ЗАДАНИЯ:
a – Какого числа ушёл из жизни Леонид Николаевич Агеев, судя по фрагменту документа?
b – Воспроизведите без изменений ту часть записей, которая открывается строкой, содержащей «Reviewer note: every instance of the sky», и завершается строкой, содержащей «column 384, row 300», включая обе эти строки.

В минувшую среду, 24 февраля, исполнилось 100 лет со дня рождения Героя Советского Союза, Почётного гражданина Люберецкого района полковника авиации в отставке Леонида Николаевича Агеева. В память о фронтовике, ушедшем из жизни 15 ноября 2005 года, на Московской улице, на доме № 12, десять лет назад в преддверии Дня Победы была торжественно открыта мемориальная доска. Незадолго до ухода из жизни Леонида Агеева журналист «ЛГ» побывал у него в гостях. Сегодня мы публикуем отрывки из того интервью.

ЗАПИСАННЫЕ ДАННЫЕ:
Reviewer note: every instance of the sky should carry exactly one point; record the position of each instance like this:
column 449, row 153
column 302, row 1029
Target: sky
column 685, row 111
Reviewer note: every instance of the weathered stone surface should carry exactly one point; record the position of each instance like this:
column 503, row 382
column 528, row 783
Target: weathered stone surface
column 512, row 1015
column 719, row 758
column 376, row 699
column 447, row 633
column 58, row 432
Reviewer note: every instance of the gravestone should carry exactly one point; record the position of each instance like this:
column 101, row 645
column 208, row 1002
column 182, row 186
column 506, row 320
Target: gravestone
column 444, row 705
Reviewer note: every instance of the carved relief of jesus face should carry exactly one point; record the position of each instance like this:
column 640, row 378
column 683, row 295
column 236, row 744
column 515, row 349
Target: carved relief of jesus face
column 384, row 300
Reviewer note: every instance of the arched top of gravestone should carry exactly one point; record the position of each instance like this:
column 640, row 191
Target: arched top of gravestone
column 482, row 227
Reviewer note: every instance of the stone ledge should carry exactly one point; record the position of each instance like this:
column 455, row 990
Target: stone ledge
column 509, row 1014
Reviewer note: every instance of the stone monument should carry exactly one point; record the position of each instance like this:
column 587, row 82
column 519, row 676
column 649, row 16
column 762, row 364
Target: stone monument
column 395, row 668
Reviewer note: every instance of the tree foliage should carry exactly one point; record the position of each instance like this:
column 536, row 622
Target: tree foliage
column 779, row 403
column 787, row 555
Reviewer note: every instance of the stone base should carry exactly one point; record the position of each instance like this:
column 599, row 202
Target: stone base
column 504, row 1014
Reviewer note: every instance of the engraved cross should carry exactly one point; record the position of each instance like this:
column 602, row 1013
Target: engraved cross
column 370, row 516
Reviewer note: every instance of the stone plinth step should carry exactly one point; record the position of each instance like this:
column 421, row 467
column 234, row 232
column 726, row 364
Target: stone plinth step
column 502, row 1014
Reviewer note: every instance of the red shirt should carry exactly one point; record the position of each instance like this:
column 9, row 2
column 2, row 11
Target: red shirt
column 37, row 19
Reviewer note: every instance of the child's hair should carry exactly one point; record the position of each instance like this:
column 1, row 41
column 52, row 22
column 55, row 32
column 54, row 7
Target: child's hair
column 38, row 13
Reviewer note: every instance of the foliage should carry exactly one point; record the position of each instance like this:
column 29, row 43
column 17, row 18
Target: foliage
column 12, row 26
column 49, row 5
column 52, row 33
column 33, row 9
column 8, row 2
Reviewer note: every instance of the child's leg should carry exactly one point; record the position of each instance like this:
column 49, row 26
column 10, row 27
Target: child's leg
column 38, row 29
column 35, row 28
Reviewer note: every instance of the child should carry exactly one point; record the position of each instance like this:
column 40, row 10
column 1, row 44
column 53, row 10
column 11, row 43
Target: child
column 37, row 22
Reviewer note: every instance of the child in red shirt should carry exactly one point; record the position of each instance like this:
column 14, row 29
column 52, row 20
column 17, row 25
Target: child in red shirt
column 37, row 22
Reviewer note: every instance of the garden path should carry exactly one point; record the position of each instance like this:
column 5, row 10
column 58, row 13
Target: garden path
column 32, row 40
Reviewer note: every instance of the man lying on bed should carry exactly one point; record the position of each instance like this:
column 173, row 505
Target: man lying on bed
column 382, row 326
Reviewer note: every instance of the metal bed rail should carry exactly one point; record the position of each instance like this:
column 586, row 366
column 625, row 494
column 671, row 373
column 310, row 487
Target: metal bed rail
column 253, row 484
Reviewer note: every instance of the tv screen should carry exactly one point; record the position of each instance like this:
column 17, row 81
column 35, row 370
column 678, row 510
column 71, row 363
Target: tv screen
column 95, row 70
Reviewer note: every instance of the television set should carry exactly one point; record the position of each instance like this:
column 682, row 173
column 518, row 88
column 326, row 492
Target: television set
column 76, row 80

==

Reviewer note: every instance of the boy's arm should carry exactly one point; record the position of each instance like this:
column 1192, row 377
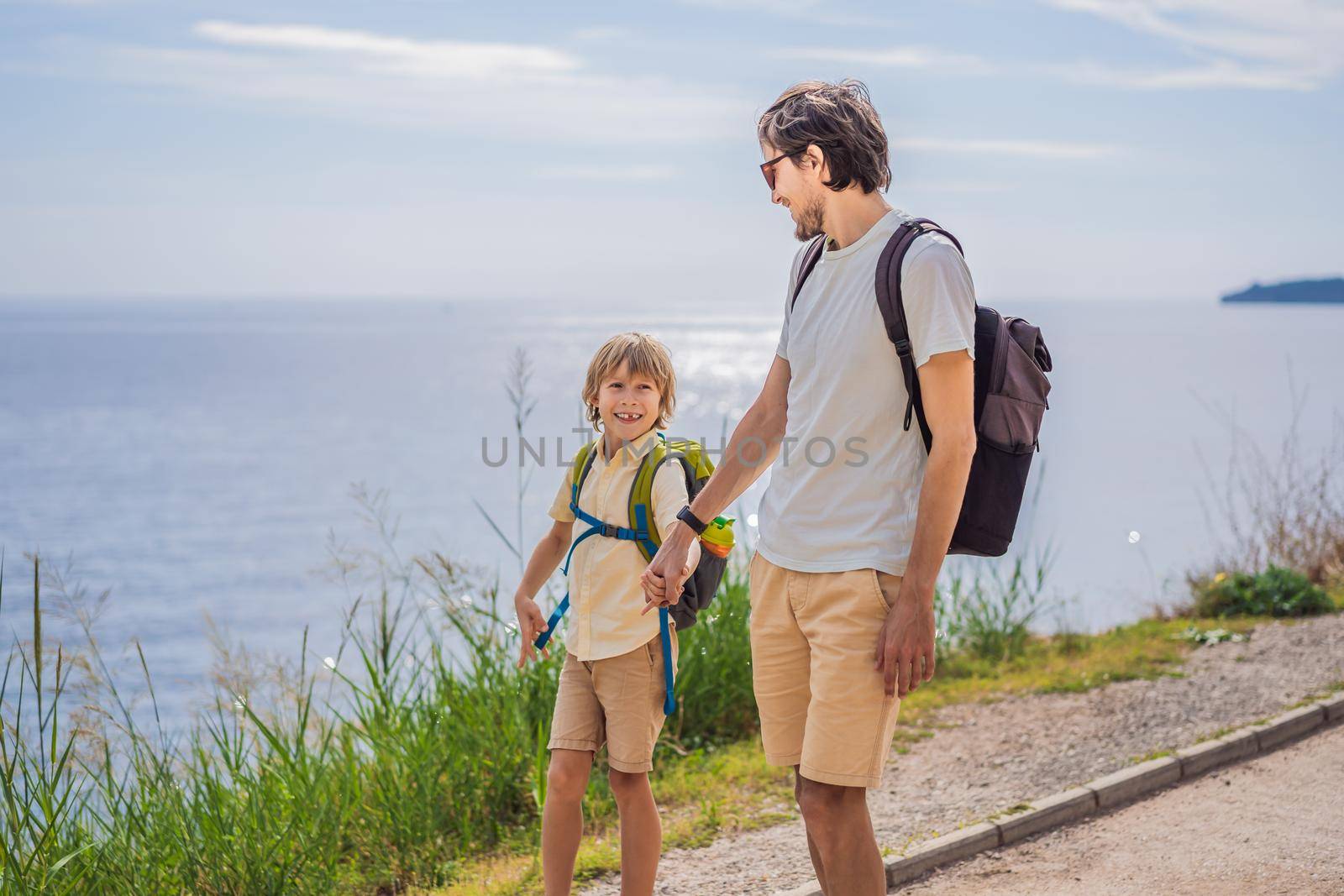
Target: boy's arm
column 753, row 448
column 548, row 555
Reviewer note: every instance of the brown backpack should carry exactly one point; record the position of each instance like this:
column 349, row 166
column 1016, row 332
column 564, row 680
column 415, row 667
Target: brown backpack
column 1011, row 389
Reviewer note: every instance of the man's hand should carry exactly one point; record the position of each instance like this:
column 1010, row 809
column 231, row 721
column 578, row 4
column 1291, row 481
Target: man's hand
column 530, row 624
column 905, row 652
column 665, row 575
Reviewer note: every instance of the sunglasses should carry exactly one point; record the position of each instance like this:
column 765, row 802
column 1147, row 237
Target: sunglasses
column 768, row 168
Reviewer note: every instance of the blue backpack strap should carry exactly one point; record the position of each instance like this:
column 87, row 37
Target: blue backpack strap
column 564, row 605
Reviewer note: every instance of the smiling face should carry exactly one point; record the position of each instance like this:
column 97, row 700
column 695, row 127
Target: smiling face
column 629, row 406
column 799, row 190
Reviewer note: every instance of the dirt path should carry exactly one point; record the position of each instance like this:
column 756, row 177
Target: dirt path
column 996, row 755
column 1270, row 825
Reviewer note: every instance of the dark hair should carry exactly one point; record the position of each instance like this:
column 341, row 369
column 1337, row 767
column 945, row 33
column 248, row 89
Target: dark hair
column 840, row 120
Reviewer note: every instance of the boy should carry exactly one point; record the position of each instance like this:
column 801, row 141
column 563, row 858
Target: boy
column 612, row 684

---

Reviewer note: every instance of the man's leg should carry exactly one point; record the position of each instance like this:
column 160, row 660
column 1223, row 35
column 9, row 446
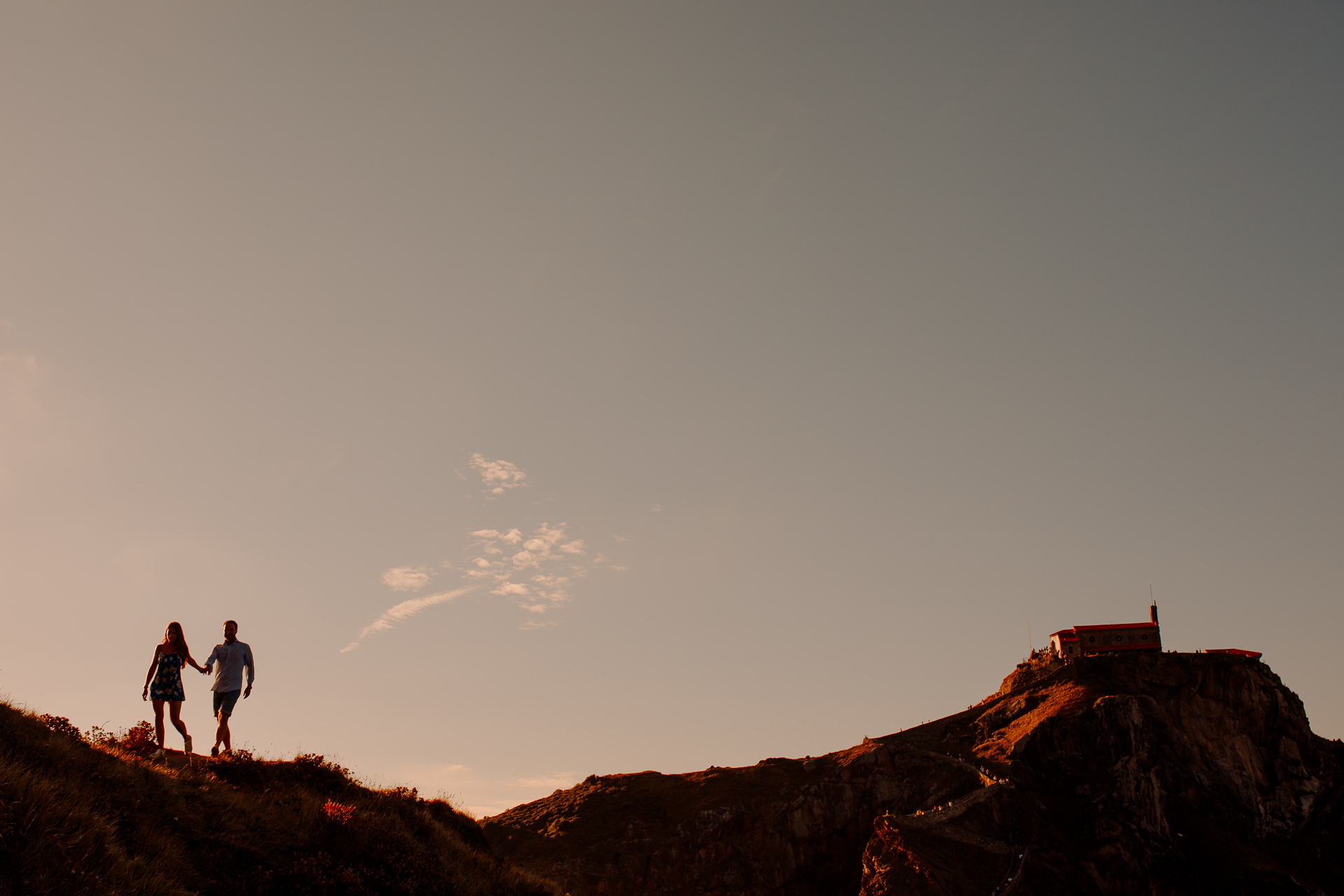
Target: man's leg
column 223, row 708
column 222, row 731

РЕШЕНИЯ ЗАДАЧ:
a – 15 ноября 2005 года.

b –
Reviewer note: every instance of the sky should carry exactly one point; record the position of each instance like this:
column 449, row 153
column 302, row 1029
Target: sky
column 685, row 111
Reviewer note: every instance of the weathered stone surface should carry exactly one point; record the position of each instance like this:
column 503, row 382
column 528, row 783
Target: weathered stone surface
column 512, row 1015
column 719, row 758
column 376, row 699
column 447, row 633
column 58, row 432
Reviewer note: every instance of the gravestone should carry exactly one point; record the position of each instance like this:
column 101, row 645
column 208, row 1002
column 182, row 186
column 506, row 320
Target: gravestone
column 444, row 705
Reviewer note: every instance of the carved relief of jesus face should carry exactly one point; record the position of each instance like this:
column 640, row 378
column 683, row 295
column 236, row 744
column 515, row 349
Target: carved relief of jesus face
column 384, row 300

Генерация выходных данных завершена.